┌─ Data for processing

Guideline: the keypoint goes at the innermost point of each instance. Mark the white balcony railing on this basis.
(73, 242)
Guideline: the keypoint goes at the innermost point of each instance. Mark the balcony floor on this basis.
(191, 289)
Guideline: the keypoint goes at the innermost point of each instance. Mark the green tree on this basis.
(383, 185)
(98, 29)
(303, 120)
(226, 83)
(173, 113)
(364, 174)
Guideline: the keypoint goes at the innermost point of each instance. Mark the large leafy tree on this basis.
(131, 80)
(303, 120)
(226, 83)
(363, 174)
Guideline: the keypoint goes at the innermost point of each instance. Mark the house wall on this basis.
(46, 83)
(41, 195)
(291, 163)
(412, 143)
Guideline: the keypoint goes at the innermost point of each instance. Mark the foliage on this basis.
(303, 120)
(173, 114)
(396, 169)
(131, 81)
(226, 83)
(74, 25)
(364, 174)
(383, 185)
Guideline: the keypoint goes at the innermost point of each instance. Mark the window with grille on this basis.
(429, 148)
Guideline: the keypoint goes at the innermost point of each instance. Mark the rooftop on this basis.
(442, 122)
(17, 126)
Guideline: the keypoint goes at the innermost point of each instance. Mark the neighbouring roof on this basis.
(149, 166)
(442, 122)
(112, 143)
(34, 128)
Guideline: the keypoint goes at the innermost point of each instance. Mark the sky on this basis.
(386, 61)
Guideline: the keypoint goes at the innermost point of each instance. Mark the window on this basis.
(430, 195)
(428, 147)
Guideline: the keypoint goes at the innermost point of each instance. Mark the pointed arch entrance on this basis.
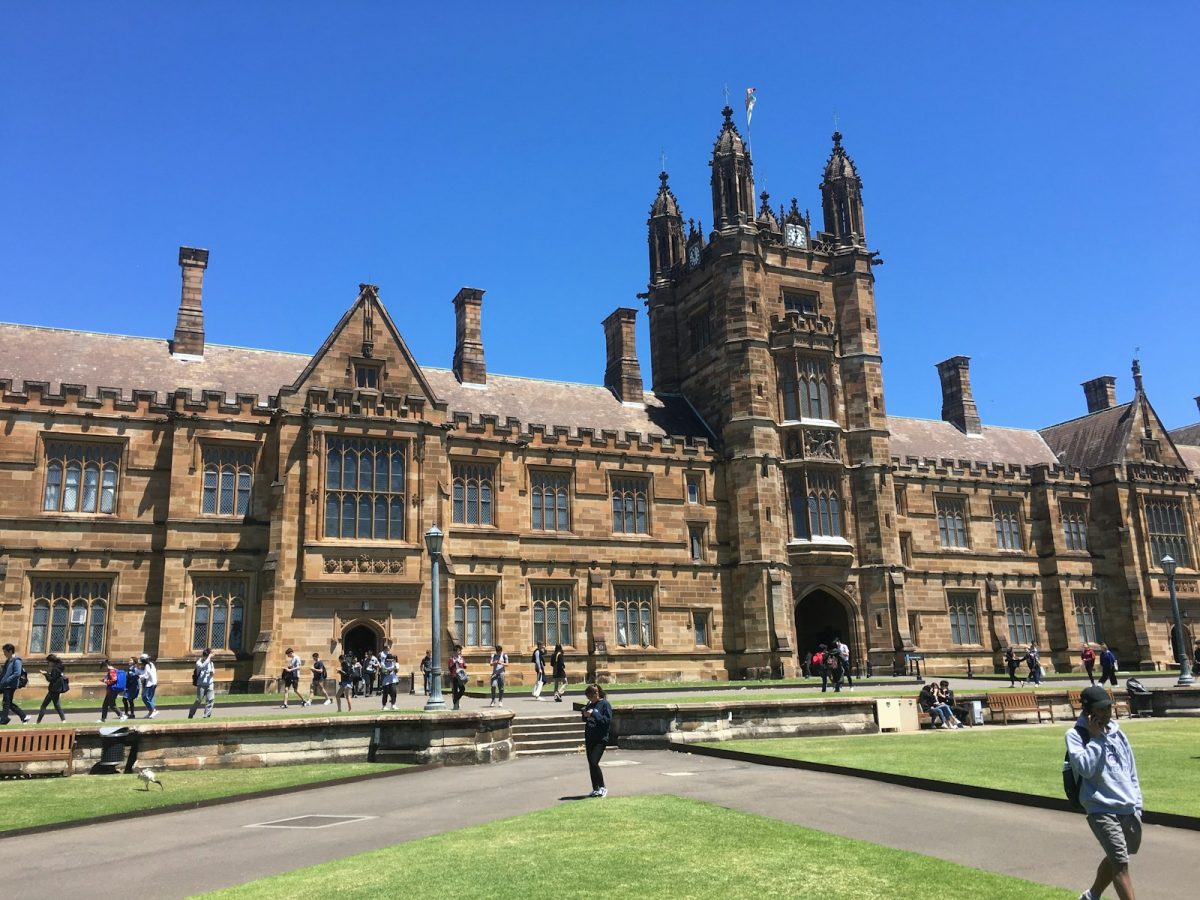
(361, 639)
(821, 616)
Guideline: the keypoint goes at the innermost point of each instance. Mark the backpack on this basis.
(1069, 783)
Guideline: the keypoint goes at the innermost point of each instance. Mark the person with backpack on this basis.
(202, 677)
(114, 687)
(539, 669)
(345, 682)
(1087, 657)
(426, 671)
(1105, 774)
(459, 677)
(1108, 665)
(149, 684)
(57, 684)
(132, 684)
(558, 666)
(499, 664)
(319, 673)
(819, 666)
(12, 678)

└─

Could you update the data above, swapping every "innermost point" for "central point" and keeping everything else unchanged? Leave the pictures out of your answer.

Guideline: the keypoint goes at the central point of each instance. Mark the white balcony railing on this basis.
(73, 242)
Guideline: the keypoint goes at the central point of each instance. Mark the balcony floor on this basis.
(191, 289)
Guideline: the keypoint goes at the central point of each instance. Mark the green tree on this basis.
(383, 185)
(98, 29)
(303, 120)
(226, 83)
(173, 113)
(364, 174)
Guideline: the keypoint goes at the central point of each instance. Mark the large leafy tree on this basis.
(131, 80)
(303, 120)
(226, 83)
(363, 174)
Guideline: the keypoint goes at the central point of each instance. Mark the house wall on this basis.
(46, 83)
(41, 195)
(291, 163)
(412, 143)
Guideline: the keypoint goes at the central point of each instance. Mark the foliage on this basis.
(303, 120)
(173, 114)
(396, 169)
(131, 81)
(226, 83)
(74, 25)
(364, 174)
(383, 185)
Guideline: the keypoint goes at the central point of each instance. Mark the window with grille on this basis.
(429, 148)
Guideline: the keypoint goes at the central point of each instance. Mark the rooftop on this basis.
(442, 122)
(17, 126)
Guideline: the keypoint goes at the central point of each instance. Mark the neighbouring roof on this basis.
(149, 166)
(442, 122)
(112, 143)
(34, 128)
Guideline: the keypoint goes at the central point of each instance. Mark the sky on this basis.
(386, 61)
Guideline: the keypoint goes at the central point of each instance. Mark the window on this basis.
(430, 195)
(428, 147)
Guideline: the keypoint goes at the central point of each instance. Mark the pointed arch entrance on this basis.
(361, 639)
(821, 616)
Guideline: the keypoint goes at the central point of each instance. Mark the backpack on this basis.
(1069, 783)
Guideline: the keypoint goes at the central point of each instance. Mark the person with backpack on this basis.
(202, 677)
(114, 687)
(539, 669)
(345, 682)
(1087, 657)
(426, 671)
(1105, 774)
(459, 677)
(1108, 665)
(149, 684)
(57, 684)
(132, 684)
(558, 666)
(499, 664)
(319, 673)
(819, 666)
(12, 678)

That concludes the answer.